◆ **Objective**
Count the lines below that contain the string "query". Reply with the number alone.

------ Records for this exercise

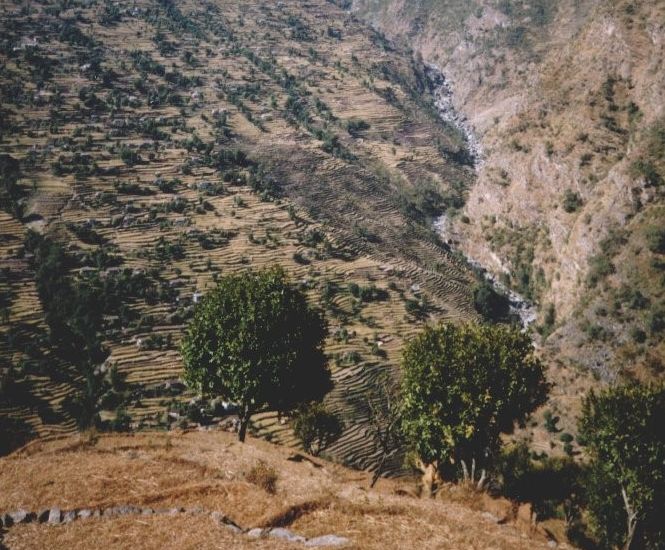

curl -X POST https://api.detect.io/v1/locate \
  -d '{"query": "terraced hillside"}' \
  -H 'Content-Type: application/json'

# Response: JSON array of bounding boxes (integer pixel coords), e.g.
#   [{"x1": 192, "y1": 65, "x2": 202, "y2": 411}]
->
[
  {"x1": 0, "y1": 0, "x2": 474, "y2": 466},
  {"x1": 348, "y1": 0, "x2": 665, "y2": 383}
]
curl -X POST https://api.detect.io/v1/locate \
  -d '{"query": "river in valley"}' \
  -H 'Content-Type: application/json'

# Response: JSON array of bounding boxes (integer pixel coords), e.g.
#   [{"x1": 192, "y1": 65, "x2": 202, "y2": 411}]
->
[{"x1": 426, "y1": 64, "x2": 538, "y2": 328}]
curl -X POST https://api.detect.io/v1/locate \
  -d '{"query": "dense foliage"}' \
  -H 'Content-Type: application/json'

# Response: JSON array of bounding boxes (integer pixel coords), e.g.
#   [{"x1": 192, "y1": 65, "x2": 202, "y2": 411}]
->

------------

◆ **Solution to this exercise**
3